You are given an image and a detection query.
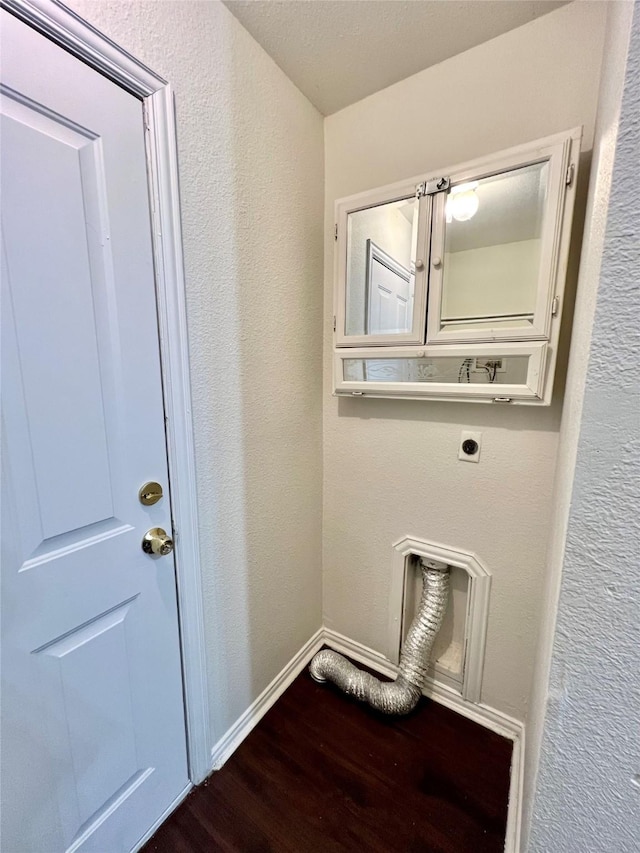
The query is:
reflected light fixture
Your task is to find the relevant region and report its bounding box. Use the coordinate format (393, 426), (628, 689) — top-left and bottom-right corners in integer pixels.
(445, 181), (480, 223)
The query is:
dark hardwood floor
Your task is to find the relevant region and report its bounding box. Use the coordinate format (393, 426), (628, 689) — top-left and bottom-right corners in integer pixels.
(144, 671), (511, 853)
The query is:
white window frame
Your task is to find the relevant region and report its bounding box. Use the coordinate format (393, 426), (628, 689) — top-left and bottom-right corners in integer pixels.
(334, 341), (547, 402)
(333, 127), (582, 406)
(426, 128), (582, 344)
(334, 178), (431, 347)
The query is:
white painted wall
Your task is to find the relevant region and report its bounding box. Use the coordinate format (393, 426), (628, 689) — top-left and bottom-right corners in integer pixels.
(323, 3), (606, 719)
(523, 2), (640, 853)
(71, 0), (323, 740)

=-=-=-=-=

__SHORT PROBLEM__: Rescale the lines above by repeating them all, requests included, with every bounding-box coordinate in the answers multiplied by 2.15 and rounded to the nearest whole number (halves round up), while the sample coordinates in the requests stay unchanged. Leave the picture out of your answer.

__WRITTEN SOLUTION__:
You are given an image and a detection query.
The query is:
reflected light fixture
Your task is to find the relevant region and report its bounding box. Use the coordinate format (393, 426), (628, 689) — top-left and bottom-right corners in integer pixels.
(957, 389), (1032, 479)
The query is:
dark hardwood floor
Your task is to find the relevant region and report its bounding box. Use the coordinate format (393, 426), (628, 689) — top-left and bottom-right corners in integer pixels.
(310, 1443), (1099, 1834)
The query is:
white window frame
Your task is to find the relevant region and report its bounding box. Use the coordinate format (393, 426), (628, 689) — top-left and bottom-right corners in integer pixels.
(718, 733), (1176, 864)
(716, 273), (1251, 873)
(916, 275), (1251, 740)
(718, 383), (927, 746)
The query is:
white painted wall
Your task is to find the relevant region and report its bounding box. Use the coordinate format (393, 426), (628, 689) — top-left and bottom-right corners in integer pixels.
(694, 6), (1303, 1546)
(1124, 4), (1376, 1834)
(153, 0), (694, 1591)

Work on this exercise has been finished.